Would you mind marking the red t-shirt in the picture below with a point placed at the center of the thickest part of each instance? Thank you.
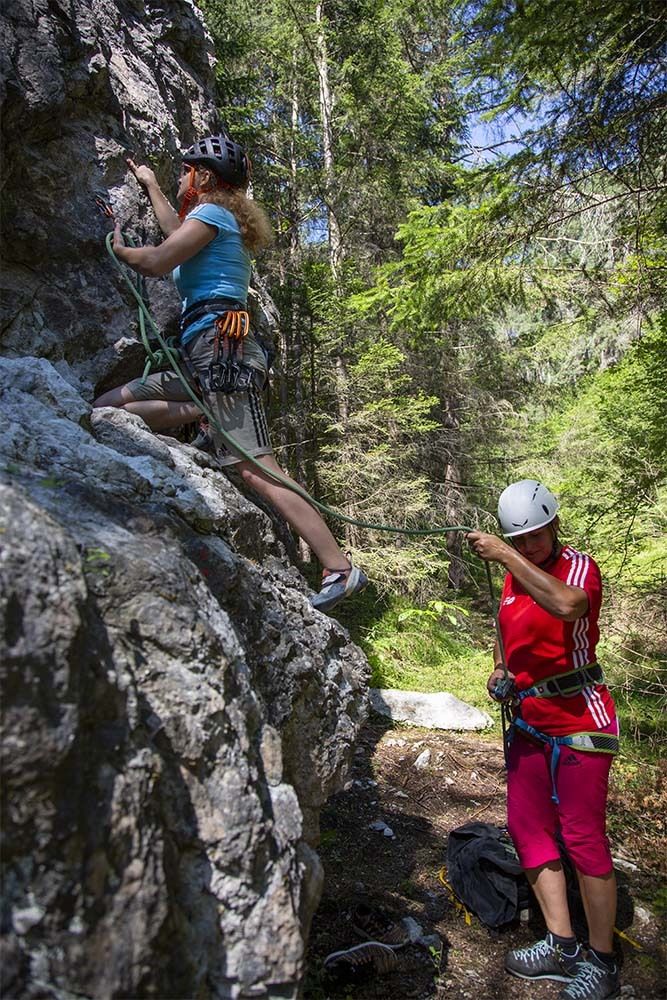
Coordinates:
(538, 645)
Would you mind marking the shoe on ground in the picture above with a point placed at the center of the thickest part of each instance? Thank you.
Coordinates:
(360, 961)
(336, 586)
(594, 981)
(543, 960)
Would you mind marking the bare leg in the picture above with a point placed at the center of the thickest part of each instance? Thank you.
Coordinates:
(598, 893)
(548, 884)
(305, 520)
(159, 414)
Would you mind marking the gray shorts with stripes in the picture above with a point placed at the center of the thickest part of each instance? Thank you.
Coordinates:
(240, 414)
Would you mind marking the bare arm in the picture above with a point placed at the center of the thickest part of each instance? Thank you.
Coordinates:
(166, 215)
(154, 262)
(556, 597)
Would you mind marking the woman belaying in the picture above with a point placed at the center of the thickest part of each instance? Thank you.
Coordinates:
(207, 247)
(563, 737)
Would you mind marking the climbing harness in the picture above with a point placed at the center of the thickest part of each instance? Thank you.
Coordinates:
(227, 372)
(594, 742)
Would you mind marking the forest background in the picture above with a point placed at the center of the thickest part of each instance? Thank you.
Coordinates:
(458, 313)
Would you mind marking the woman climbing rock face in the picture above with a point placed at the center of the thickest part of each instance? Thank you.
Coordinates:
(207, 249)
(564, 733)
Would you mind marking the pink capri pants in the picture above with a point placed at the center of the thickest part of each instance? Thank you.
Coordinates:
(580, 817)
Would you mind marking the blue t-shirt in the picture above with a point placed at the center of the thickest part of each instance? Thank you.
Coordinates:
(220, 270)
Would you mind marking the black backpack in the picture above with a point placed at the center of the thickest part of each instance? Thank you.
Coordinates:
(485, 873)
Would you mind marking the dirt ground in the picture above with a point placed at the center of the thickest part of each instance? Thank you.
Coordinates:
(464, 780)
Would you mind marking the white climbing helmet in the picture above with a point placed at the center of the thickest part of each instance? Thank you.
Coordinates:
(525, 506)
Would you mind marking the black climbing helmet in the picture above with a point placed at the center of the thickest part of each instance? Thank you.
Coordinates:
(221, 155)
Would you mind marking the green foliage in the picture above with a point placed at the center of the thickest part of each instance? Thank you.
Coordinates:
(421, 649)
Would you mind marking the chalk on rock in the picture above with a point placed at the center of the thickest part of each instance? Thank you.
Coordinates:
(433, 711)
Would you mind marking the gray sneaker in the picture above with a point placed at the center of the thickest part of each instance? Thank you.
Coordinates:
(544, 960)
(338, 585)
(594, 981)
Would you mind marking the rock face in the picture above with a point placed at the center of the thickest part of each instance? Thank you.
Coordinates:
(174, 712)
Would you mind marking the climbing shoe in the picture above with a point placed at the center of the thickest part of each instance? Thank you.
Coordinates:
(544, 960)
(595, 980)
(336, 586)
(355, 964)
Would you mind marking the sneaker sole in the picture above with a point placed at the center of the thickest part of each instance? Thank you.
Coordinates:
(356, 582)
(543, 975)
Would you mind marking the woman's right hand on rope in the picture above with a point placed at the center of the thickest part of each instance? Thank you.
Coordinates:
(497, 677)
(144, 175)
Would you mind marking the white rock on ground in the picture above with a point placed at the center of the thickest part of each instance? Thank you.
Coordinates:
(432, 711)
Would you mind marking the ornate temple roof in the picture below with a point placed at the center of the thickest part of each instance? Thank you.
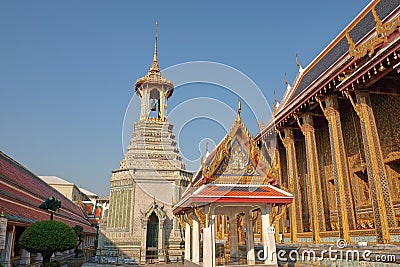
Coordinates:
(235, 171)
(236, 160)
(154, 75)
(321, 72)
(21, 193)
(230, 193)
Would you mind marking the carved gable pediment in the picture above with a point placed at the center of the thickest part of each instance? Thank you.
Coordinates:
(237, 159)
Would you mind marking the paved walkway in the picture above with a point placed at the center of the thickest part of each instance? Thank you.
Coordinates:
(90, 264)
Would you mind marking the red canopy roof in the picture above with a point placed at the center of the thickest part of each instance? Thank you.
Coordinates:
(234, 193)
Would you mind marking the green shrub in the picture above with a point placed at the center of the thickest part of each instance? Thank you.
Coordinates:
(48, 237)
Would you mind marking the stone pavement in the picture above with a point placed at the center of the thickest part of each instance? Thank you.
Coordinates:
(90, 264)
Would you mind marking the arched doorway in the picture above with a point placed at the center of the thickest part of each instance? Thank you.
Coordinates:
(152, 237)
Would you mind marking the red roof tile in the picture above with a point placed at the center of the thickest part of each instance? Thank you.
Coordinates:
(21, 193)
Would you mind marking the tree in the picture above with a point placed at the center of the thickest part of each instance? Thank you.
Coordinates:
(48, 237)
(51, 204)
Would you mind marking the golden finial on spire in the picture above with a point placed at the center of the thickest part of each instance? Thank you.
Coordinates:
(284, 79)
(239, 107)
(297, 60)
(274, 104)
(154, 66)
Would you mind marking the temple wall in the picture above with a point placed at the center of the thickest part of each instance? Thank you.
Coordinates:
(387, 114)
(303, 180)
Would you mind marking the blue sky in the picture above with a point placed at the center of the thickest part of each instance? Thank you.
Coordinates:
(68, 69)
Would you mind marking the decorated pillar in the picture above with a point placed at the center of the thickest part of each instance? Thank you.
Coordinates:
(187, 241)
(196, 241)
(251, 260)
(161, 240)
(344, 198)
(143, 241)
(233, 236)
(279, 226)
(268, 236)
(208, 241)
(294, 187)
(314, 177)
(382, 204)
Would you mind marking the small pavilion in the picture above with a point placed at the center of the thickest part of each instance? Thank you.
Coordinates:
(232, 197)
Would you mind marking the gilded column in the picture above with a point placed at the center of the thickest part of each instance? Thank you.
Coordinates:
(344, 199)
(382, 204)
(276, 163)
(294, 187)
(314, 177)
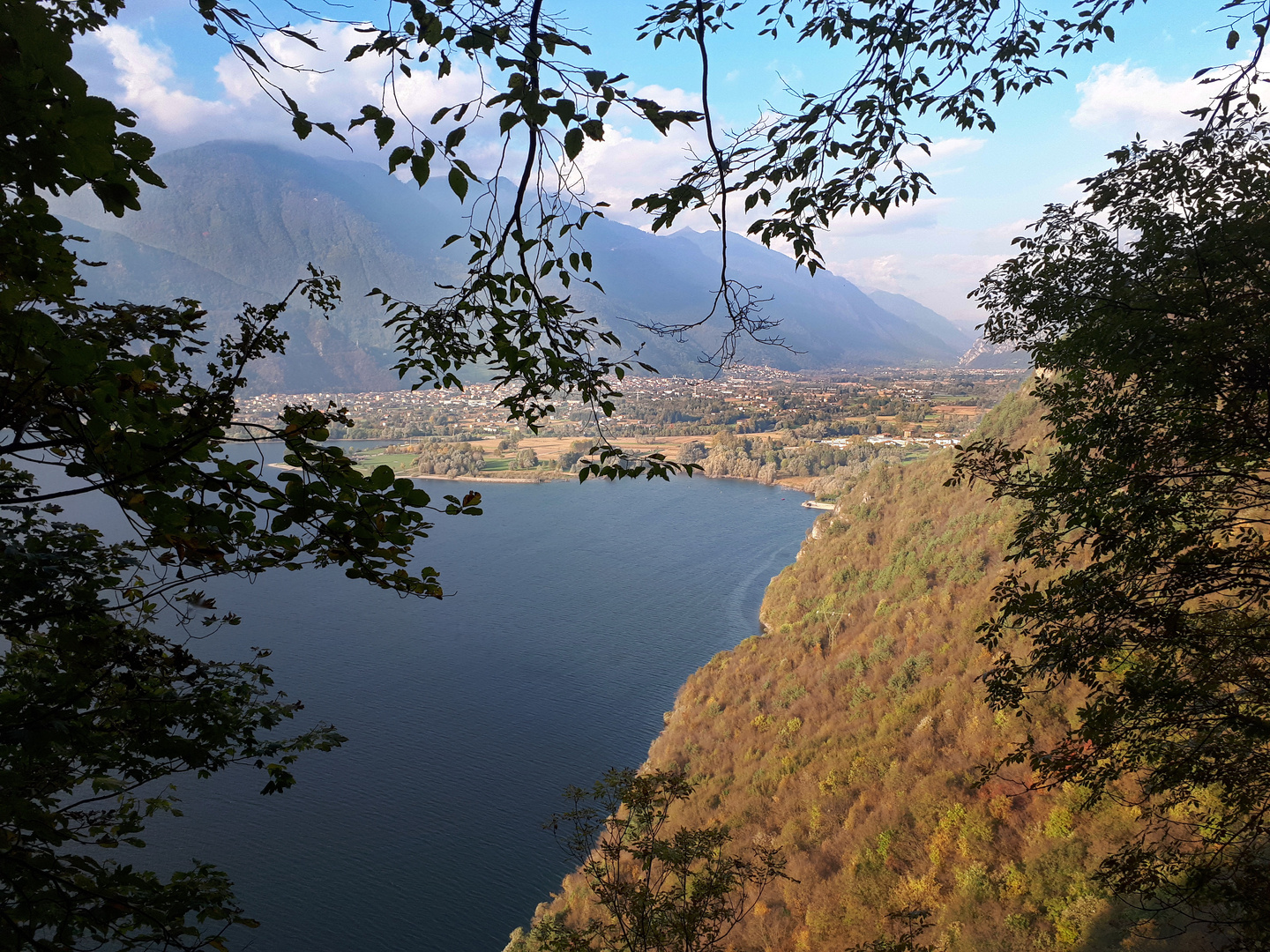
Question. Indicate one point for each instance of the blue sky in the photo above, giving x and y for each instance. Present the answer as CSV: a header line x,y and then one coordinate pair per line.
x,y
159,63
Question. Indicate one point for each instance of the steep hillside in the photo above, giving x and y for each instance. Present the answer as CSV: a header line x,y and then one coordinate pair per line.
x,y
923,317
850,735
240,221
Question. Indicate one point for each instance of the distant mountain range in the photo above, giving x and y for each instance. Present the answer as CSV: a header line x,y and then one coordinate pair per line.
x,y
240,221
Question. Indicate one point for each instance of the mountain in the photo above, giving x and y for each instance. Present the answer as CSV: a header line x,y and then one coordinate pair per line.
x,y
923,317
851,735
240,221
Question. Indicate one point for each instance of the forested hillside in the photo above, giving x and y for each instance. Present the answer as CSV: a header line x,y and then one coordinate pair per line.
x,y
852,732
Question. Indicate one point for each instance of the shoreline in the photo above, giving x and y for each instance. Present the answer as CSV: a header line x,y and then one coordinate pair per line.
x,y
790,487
..........
Work required:
The records above need to be restated word for word, with the pictures left out.

Exercise response:
Would you mind marking the red t-shirt in the picture below with a point placed at the center of the thickest part of each instance? Thank you.
Coordinates:
(538, 645)
Would you mind marking the shoe on ground in the picture above with a point placed at the center of the thickest part of each instance? Thank you.
Coordinates:
(360, 961)
(336, 586)
(594, 981)
(543, 960)
Would you mind marking the bare leg in the picture above with a point placed at the center of the thickest part of each instance? Thank you.
Coordinates:
(598, 893)
(548, 884)
(305, 520)
(159, 414)
Would you mind marking the gray shorts with stripes in the picture above with a point placed at the center of the thickest part of each instance? Thank you.
Coordinates:
(240, 414)
Would you mind marking the bare arm in the picture above with a point placed at the center of the thickest part of each instance? Thank you.
Coordinates:
(166, 215)
(154, 262)
(556, 597)
Would you mind marking the woman belaying in the picture above with a point placed at the center of the thickest part of each instance? Thank you.
Coordinates:
(207, 247)
(563, 737)
Would you mind marking the climbing harness in the picture above with a point placed at the center of the thickest part of each instance? Thank you.
Coordinates:
(227, 372)
(594, 742)
Would you mind marking the forest background in the picture above with a point placed at the center of the thickest part of each instance? Thank you.
Coordinates:
(458, 313)
Would you mind marking the woman climbing rock face in the picture above with a point placed at the center of the thickest part of each instance? Thank you.
Coordinates:
(207, 249)
(564, 733)
Would you mind marking the pink capri pants in the picture above with a point placed at the center of the thickest part of each instance? Thank you.
Coordinates:
(580, 817)
Would you mind marking the blue t-shirt in the picture above with a point placed at the center of the thickest part of each instance? Thank you.
Coordinates:
(220, 270)
Would you mind marking the black backpack in the picture above with a point placed at the center of the thickest part of each instance? Thank you.
Coordinates:
(485, 873)
Would you mind marking the dirt ground in the picture above with a point placed at the center of the thickest part of each instance? Thank you.
Coordinates:
(464, 780)
Would you mind marking the white climbing helmet in the picture above with a point placed at the center of the thickest part of each instance? Thank you.
Coordinates:
(525, 506)
Would you mind marking the black climbing helmet in the picture above with a point placed at the center of the thickest part of each instance? Thank you.
Coordinates:
(221, 155)
Would you mind marking the green foliage in the picture above with a point placed at the center of the thickest part of each instance? Thank you.
Coordinates:
(421, 649)
Would you mind marking the chalk on rock in the picture above with a point placed at the center of the thickest part of each instance? Thank you.
Coordinates:
(433, 711)
Would you mind marking the gray sneaker in the picture above with a point placed at the center of the thickest part of each instance? Thank you.
Coordinates:
(544, 960)
(338, 585)
(594, 981)
Would you mind marking the rock face in the picture above with a point placed at the center of the thickest part of each instance? Thank you.
Coordinates:
(174, 712)
Would you mind marking the climbing shoe in the picture above with a point placed at the center of the thickest part of each instance? Thank you.
Coordinates:
(544, 960)
(595, 980)
(336, 586)
(355, 964)
Would you mind marking the sneaker sole in the picture above with a point placed at the center of the thickest part of each instance? Thank you.
Coordinates:
(356, 582)
(543, 975)
Would you mind marking the woman's right hand on rope in the picture above with a point placed at the center of the thickest part of each instance? Thank you.
Coordinates:
(497, 677)
(144, 175)
Would you mind marking the white rock on ground in the picture above with a point placed at the center of the thickest part of each instance? Thank you.
Coordinates:
(432, 711)
Would you mind marking the ornate temple roof in the picture below with a point placed at the center of the thickest part of each instance? Thank you.
Coordinates:
(235, 171)
(236, 160)
(154, 75)
(321, 72)
(21, 193)
(230, 193)
Would you mind marking the carved gable pediment in the picture above with a point placed at the center of the thickest part of each instance? Thank you.
Coordinates:
(237, 159)
Would you mind marking the paved walkway in the picture above with a point placed at the center of the thickest part of each instance? Thank you.
Coordinates:
(90, 264)
Would you mind marking the red canopy roof in the picture above with a point placed at the center of the thickest part of each instance? Thank you.
Coordinates:
(234, 193)
Would you mind marking the green shrub in the picture above with a point placed at the center of the thickest part of each instance? Thank you.
Coordinates:
(48, 237)
Would you mind marking the stone pavement in the picture above with a point placed at the center of the thickest part of each instance? Thank you.
Coordinates:
(90, 264)
Would you mind marking the arched doorway in the picture above with a point placed at the center of the thickest part of each instance? Thank you.
Coordinates:
(152, 237)
Would you mind marking the red roof tile in the picture above with a point placed at the center of the thickest part of each instance? Thank you.
Coordinates:
(21, 193)
Would you mind marking the tree in the picture above with a point placed at the center of the thickest part of each instance? Thank you.
Coordinates:
(48, 237)
(51, 204)
Would you mind marking the golden finial on spire in the picture above with a point placed at the center of the thickest part of each instance? Thank you.
Coordinates:
(284, 79)
(239, 107)
(297, 60)
(274, 104)
(154, 66)
Would you mind marking the temple wall in the picture above with a point placed at the center of the thickest part of each instance? Thank you.
Coordinates:
(387, 114)
(303, 180)
Would you mind marking the blue sky in the picture above with a point placed at the center of the thickest part of each instance? Thank you.
Coordinates:
(68, 69)
Would you mind marking the decorated pillar in the picture above with a point placed at the center of the thickest part of each instance? Thank you.
Coordinates:
(187, 241)
(196, 241)
(251, 260)
(161, 240)
(344, 198)
(143, 241)
(233, 236)
(279, 226)
(268, 236)
(208, 241)
(294, 187)
(314, 177)
(382, 204)
Would you mind marking the small pavilion in the picture above with a point placed at the center of the thickest part of each instance? Thank you.
Coordinates:
(232, 197)
Would you mind marking the gilded column in the picture above with a point placed at the center of the thickest part of each instance? Thank you.
Coordinates:
(344, 199)
(382, 204)
(276, 163)
(294, 187)
(314, 177)
Question. Indicate one point for each instance of the blue sky in the photo above, giving x and y for each instance. Present the answer as CSV: a header line x,y and then one coordinate pair per line.
x,y
159,63
Question. Indicate one point for each instance of the steep hillside in the photo above, giving x and y for each instance. Present the answer as CSV: a header line x,y and then one coordinate pair per line.
x,y
923,317
850,735
240,221
Question. Indicate one point for each instance of the distant mountain range in the photo above, giving x and y for each instance. Present the answer as CSV: a header line x,y and then one coordinate pair per line.
x,y
240,221
Question. Indicate one point for each instance of the mountain in the photo above, giving x and y for each instance. Present the answer as CSV: a header line x,y and then one coordinate pair per line.
x,y
923,317
851,735
240,221
Question. Indicate one point for each instance of the forested hillside in the photo above, giving x and y for each instance. Present the answer as CSV: a header line x,y and then one coordinate pair per line.
x,y
852,732
Question. Indicate one point for each instance of the shoreline in the photo above, giving x and y for each instance. Present the answer as CSV: a header line x,y and then one coordinate pair per line.
x,y
790,487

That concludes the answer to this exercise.